--- Start TASK DATA ---

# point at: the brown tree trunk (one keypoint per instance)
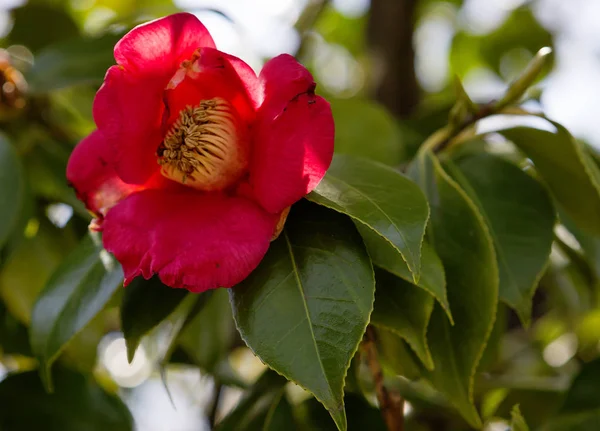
(390, 41)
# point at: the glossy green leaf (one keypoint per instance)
(382, 199)
(581, 408)
(209, 335)
(567, 168)
(461, 239)
(396, 356)
(520, 217)
(74, 62)
(145, 304)
(77, 291)
(517, 421)
(385, 256)
(77, 404)
(376, 126)
(304, 310)
(12, 189)
(404, 309)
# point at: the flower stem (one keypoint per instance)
(390, 404)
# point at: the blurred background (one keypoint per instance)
(388, 68)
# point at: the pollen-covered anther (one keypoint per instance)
(204, 148)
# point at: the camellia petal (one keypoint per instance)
(91, 173)
(157, 48)
(129, 106)
(191, 240)
(210, 74)
(128, 111)
(292, 151)
(281, 79)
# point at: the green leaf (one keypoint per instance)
(77, 404)
(304, 310)
(145, 304)
(13, 189)
(581, 408)
(567, 168)
(209, 335)
(74, 62)
(385, 256)
(584, 393)
(460, 237)
(38, 25)
(517, 421)
(520, 217)
(382, 199)
(255, 403)
(404, 309)
(396, 356)
(280, 415)
(76, 292)
(376, 126)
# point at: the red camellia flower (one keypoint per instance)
(196, 160)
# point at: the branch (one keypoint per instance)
(214, 407)
(390, 404)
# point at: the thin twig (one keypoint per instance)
(391, 404)
(307, 21)
(214, 408)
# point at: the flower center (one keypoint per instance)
(203, 148)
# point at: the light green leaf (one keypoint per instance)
(385, 256)
(405, 310)
(13, 189)
(567, 168)
(304, 310)
(77, 404)
(460, 237)
(520, 217)
(73, 62)
(382, 199)
(145, 304)
(77, 291)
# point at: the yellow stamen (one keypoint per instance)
(203, 148)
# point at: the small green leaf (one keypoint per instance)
(567, 168)
(304, 310)
(77, 404)
(73, 62)
(460, 237)
(520, 217)
(145, 304)
(382, 199)
(385, 256)
(77, 291)
(13, 189)
(405, 310)
(517, 421)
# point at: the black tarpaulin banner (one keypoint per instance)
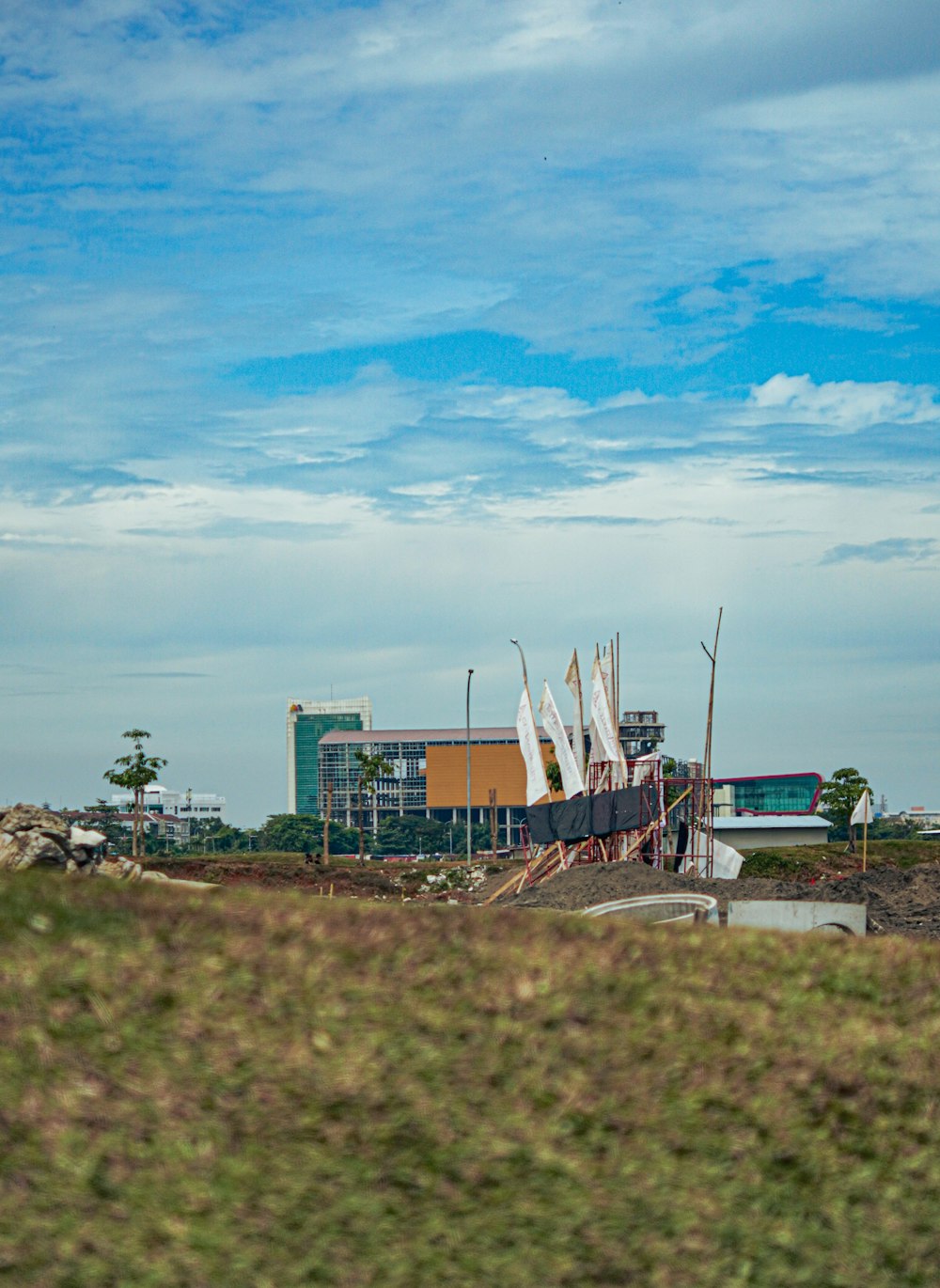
(623, 810)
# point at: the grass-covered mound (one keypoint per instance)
(274, 1090)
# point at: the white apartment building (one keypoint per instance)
(190, 805)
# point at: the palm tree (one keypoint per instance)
(372, 766)
(135, 773)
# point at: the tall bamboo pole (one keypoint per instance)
(707, 762)
(469, 829)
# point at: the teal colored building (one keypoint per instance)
(306, 723)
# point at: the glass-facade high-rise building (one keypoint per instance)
(306, 723)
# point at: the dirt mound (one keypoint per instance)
(901, 902)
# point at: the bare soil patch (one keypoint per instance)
(901, 902)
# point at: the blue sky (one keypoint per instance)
(341, 341)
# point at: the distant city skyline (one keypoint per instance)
(344, 341)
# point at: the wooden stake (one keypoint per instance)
(326, 822)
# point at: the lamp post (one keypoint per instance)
(469, 674)
(525, 678)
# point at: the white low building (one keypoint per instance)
(188, 805)
(759, 831)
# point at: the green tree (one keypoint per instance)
(838, 799)
(372, 766)
(410, 834)
(134, 773)
(292, 834)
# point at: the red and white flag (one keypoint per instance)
(863, 810)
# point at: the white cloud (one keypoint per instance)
(843, 404)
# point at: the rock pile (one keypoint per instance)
(37, 838)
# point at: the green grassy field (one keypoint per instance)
(274, 1090)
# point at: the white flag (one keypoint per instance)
(602, 720)
(551, 720)
(536, 780)
(573, 682)
(606, 665)
(863, 810)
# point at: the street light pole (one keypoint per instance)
(467, 762)
(525, 678)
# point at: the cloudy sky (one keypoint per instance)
(341, 341)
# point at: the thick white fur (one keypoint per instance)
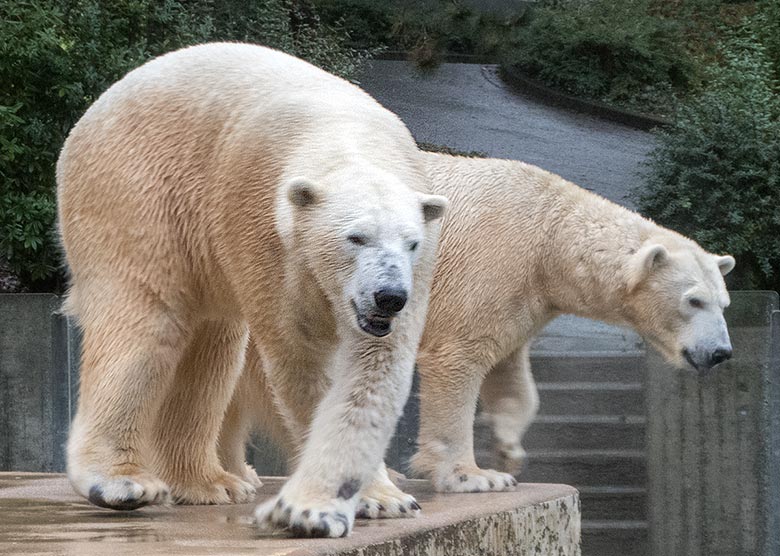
(186, 228)
(518, 247)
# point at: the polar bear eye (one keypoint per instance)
(357, 239)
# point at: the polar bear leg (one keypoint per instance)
(185, 435)
(251, 408)
(449, 387)
(510, 401)
(131, 344)
(343, 452)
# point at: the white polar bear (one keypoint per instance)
(518, 247)
(229, 188)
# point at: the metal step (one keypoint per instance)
(612, 432)
(586, 467)
(608, 503)
(614, 538)
(591, 398)
(583, 367)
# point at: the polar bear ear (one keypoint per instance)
(303, 193)
(726, 263)
(643, 262)
(433, 206)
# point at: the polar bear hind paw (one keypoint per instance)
(333, 518)
(475, 480)
(385, 501)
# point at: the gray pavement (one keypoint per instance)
(40, 514)
(469, 107)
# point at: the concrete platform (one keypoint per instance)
(40, 514)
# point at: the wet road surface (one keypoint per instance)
(468, 107)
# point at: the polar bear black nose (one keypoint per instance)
(390, 300)
(719, 356)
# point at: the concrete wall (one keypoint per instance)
(712, 443)
(38, 380)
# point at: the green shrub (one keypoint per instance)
(57, 57)
(715, 175)
(613, 51)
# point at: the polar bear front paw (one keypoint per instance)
(333, 518)
(128, 492)
(474, 479)
(384, 500)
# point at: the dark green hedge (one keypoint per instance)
(715, 175)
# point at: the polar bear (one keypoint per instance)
(518, 247)
(225, 189)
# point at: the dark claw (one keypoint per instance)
(343, 519)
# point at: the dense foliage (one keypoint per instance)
(57, 56)
(715, 175)
(619, 52)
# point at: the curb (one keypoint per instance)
(447, 58)
(539, 91)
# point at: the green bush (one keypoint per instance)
(715, 175)
(613, 51)
(57, 57)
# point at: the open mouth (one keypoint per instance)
(375, 324)
(702, 369)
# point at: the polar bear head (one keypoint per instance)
(676, 297)
(362, 233)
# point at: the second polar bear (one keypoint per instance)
(518, 247)
(225, 189)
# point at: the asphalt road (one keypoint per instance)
(468, 107)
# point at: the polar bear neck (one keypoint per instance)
(591, 242)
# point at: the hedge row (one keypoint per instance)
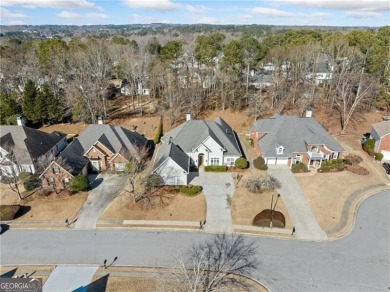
(216, 168)
(299, 167)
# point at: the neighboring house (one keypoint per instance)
(381, 133)
(99, 147)
(290, 139)
(321, 71)
(21, 146)
(195, 143)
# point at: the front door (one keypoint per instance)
(200, 159)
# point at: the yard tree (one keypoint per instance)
(10, 169)
(213, 265)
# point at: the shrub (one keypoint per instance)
(190, 190)
(259, 163)
(79, 183)
(299, 167)
(332, 166)
(31, 182)
(241, 163)
(158, 134)
(378, 156)
(261, 184)
(8, 212)
(153, 181)
(352, 159)
(220, 168)
(368, 146)
(357, 169)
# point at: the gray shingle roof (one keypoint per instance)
(192, 133)
(293, 133)
(114, 138)
(382, 128)
(29, 141)
(170, 150)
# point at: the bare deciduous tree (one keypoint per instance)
(213, 265)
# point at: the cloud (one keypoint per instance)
(319, 15)
(5, 13)
(271, 12)
(71, 15)
(62, 4)
(160, 5)
(15, 22)
(369, 5)
(363, 14)
(137, 18)
(197, 9)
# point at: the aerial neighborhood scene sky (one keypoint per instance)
(373, 13)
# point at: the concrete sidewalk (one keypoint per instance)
(68, 278)
(216, 188)
(305, 223)
(105, 188)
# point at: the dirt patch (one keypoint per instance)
(32, 271)
(52, 207)
(70, 129)
(326, 193)
(176, 207)
(246, 205)
(136, 279)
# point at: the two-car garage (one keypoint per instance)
(277, 160)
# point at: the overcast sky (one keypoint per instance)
(275, 12)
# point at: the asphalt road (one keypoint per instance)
(357, 262)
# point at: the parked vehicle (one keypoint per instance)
(386, 166)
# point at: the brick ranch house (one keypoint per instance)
(290, 140)
(99, 147)
(381, 133)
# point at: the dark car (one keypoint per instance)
(386, 166)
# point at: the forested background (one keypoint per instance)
(55, 74)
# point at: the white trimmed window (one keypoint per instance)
(229, 161)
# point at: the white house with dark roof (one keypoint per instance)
(21, 146)
(290, 139)
(381, 133)
(195, 143)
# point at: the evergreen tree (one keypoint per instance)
(29, 100)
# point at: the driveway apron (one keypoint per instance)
(104, 189)
(216, 188)
(65, 279)
(306, 225)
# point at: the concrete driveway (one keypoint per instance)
(68, 278)
(216, 188)
(104, 189)
(305, 223)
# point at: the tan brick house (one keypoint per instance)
(99, 147)
(290, 139)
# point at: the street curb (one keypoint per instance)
(356, 207)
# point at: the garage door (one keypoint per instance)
(386, 155)
(271, 161)
(282, 161)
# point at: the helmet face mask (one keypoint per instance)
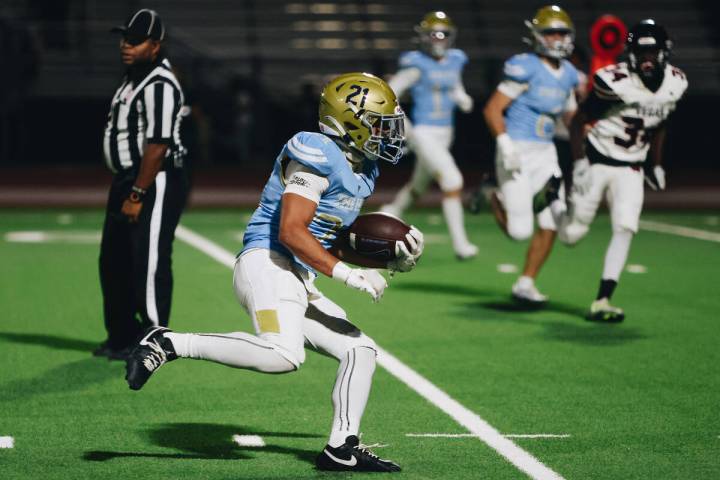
(362, 112)
(436, 34)
(386, 137)
(552, 32)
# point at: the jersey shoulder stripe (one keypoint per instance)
(602, 90)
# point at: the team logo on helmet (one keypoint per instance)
(547, 21)
(363, 113)
(649, 49)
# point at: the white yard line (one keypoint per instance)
(254, 441)
(471, 435)
(471, 421)
(679, 230)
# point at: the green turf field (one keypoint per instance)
(637, 400)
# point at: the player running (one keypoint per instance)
(317, 187)
(537, 88)
(628, 110)
(433, 77)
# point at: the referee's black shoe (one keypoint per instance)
(353, 457)
(152, 352)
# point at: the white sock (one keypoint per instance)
(352, 388)
(616, 254)
(452, 209)
(237, 349)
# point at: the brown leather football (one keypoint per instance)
(373, 235)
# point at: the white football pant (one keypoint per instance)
(288, 313)
(538, 164)
(431, 145)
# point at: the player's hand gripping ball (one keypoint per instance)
(383, 237)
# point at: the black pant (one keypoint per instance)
(135, 259)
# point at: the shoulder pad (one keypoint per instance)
(410, 59)
(520, 67)
(314, 150)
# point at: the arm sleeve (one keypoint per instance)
(404, 79)
(162, 103)
(305, 182)
(600, 99)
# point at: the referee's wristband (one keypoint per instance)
(137, 194)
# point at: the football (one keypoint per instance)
(373, 235)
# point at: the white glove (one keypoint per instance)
(510, 157)
(405, 260)
(659, 174)
(365, 280)
(582, 176)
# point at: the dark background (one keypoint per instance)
(252, 71)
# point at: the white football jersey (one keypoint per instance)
(624, 131)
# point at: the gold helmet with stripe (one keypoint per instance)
(362, 113)
(550, 21)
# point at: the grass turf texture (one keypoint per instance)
(639, 399)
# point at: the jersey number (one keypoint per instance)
(634, 129)
(357, 89)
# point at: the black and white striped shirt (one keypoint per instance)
(145, 109)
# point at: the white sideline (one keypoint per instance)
(471, 435)
(679, 230)
(475, 425)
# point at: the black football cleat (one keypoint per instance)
(353, 457)
(151, 353)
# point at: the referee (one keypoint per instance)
(143, 149)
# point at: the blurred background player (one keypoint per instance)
(317, 187)
(628, 109)
(143, 149)
(521, 113)
(433, 75)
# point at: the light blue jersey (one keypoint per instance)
(432, 101)
(339, 204)
(531, 116)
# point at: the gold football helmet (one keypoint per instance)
(548, 20)
(362, 112)
(436, 33)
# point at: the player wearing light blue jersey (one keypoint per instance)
(315, 192)
(537, 88)
(433, 76)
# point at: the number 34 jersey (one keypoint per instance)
(633, 111)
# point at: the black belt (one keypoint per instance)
(596, 157)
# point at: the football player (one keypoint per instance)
(432, 74)
(537, 87)
(627, 108)
(316, 190)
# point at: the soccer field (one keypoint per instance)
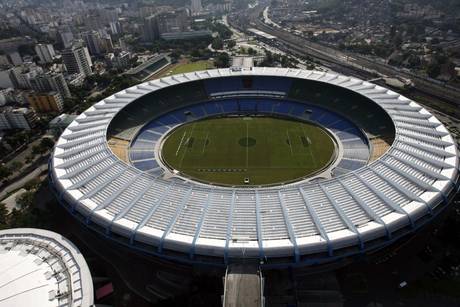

--- End TASK DATA ---

● TASK TO CARRY OUT
Output the rows from the line containing "# point at: the referee (one" through the end of the rows as a JSON list of strings, one string per line, with blank lines and pictures left out.

● EXERCISE RESPONSE
[
  "# point at: the referee (one keypoint per instance)",
  "(143, 149)",
  "# point at: the blurred background player (one keypoint per instance)",
  "(317, 187)",
  "(628, 109)",
  "(143, 149)",
  "(521, 113)",
  "(433, 75)",
  "# point at: the light blue jersey (one keypoint per instance)",
  "(432, 101)",
  "(339, 204)",
  "(531, 116)",
  "# point at: the gold football helmet (one keypoint per instance)",
  "(548, 20)",
  "(362, 112)",
  "(436, 33)",
  "# point at: the player wearing light blue jersey (one keypoint per instance)",
  "(315, 192)",
  "(537, 88)",
  "(433, 76)",
  "# point at: the number 34 jersey (one keypoint per instance)",
  "(633, 111)",
  "# point at: the black belt (one keypoint per instance)",
  "(596, 157)",
  "# point at: the football player (one keypoint per instance)",
  "(432, 74)",
  "(537, 87)",
  "(627, 108)",
  "(316, 190)",
  "# point at: the soccer field (one keypoint per instance)"
]